-- Instructions for the task --
Swap "tussock grass" for "bunchgrass" throughout the items that follow, leaving every other word unchanged. Omit the pictures from your reproduction.
-- start Provided information --
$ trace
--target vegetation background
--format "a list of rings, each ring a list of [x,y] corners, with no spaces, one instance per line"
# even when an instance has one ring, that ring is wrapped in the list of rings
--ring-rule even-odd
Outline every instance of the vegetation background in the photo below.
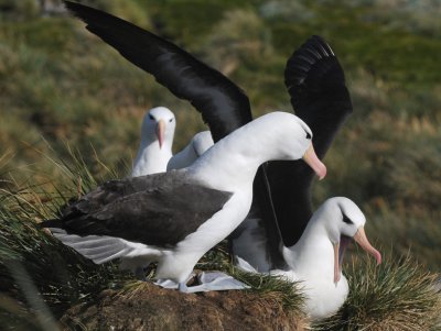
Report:
[[[314,203],[353,199],[384,251],[410,251],[441,271],[441,1],[83,2],[219,69],[246,90],[255,117],[292,111],[286,60],[310,35],[325,37],[354,113],[325,157]],[[61,1],[0,0],[0,188],[64,183],[47,155],[68,163],[69,148],[98,178],[108,176],[103,163],[125,176],[141,119],[155,106],[176,114],[175,151],[206,129],[190,103],[87,32]]]

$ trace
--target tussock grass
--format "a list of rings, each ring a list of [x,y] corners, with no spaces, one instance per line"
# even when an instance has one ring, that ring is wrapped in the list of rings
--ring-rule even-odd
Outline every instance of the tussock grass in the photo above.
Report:
[[[37,225],[41,220],[56,217],[69,198],[96,185],[79,155],[72,150],[68,153],[68,161],[47,156],[64,174],[64,186],[11,181],[8,188],[0,189],[0,290],[9,301],[18,302],[24,316],[42,310],[34,307],[42,297],[52,313],[60,317],[72,305],[94,300],[103,289],[128,278],[115,264],[95,265]],[[109,168],[107,172],[112,174]],[[32,296],[29,288],[33,289]],[[0,310],[1,318],[15,318],[13,306]]]
[[[333,317],[314,330],[440,330],[439,275],[410,258],[389,254],[380,266],[356,257],[346,266],[349,296]]]
[[[246,273],[235,267],[230,263],[226,242],[222,242],[207,252],[196,264],[196,268],[225,272],[250,286],[248,290],[257,293],[267,299],[275,299],[282,305],[283,309],[290,310],[297,316],[303,315],[302,307],[304,297],[297,283],[287,282],[282,277]]]

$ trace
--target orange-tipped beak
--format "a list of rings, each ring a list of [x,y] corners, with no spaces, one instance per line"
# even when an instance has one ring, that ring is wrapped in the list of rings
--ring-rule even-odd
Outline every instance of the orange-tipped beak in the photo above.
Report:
-- end Provided information --
-- Reply to the task --
$ trace
--target vegetation background
--format "a list of rings, each ring a list of [x,y] corners, with no spaces, one instance per line"
# even when an instance has one ring, that ring is wrapped in the list of rings
--ring-rule even-odd
Outline every instance of the vegetation background in the photo below.
Report:
[[[314,203],[353,199],[384,251],[410,251],[441,271],[441,1],[83,2],[219,69],[246,90],[255,117],[292,111],[286,60],[310,35],[325,37],[354,113],[325,157]],[[61,1],[0,0],[0,188],[64,183],[47,155],[68,163],[69,148],[98,178],[108,176],[103,163],[125,176],[141,119],[155,106],[176,114],[175,151],[206,129],[190,103],[87,32]]]

$ trace
--target bunchgrass
--format "a list of rings, each ring a list of [x,y] corners, with no spaces, one instance per line"
# even when an instance has one ring, that ring is wrapped in the list of rings
--ring-rule even-odd
Outline every instance of the bunchgrass in the photo above.
Report:
[[[37,225],[41,220],[56,217],[69,198],[96,185],[79,155],[72,150],[68,153],[68,161],[47,156],[64,174],[64,186],[11,181],[8,188],[0,189],[0,290],[9,301],[18,302],[24,316],[42,310],[34,307],[42,297],[52,313],[60,317],[72,305],[94,300],[103,289],[128,278],[115,264],[95,265]],[[109,168],[107,172],[112,174]],[[32,296],[29,288],[33,289]],[[0,310],[1,318],[15,318],[13,306]]]
[[[333,317],[314,330],[440,330],[439,275],[410,258],[389,254],[380,266],[356,257],[346,266],[349,296]]]
[[[246,273],[235,267],[230,263],[226,242],[222,242],[207,252],[196,264],[196,268],[225,272],[250,286],[248,290],[257,293],[267,299],[275,299],[282,305],[283,309],[290,310],[297,316],[303,315],[302,307],[304,297],[297,283],[287,282],[282,277]]]

$ trace
--target orange-tipped beak
--format "a list of rings, each ring a list of [x,y] corners, with no spaces, one instance per line"
# even when an instance has one ring, that ring is wrapped in the list of rings
--ring-rule even-odd
Outline every instance of the orange-tipped beak in the photo above.
Report:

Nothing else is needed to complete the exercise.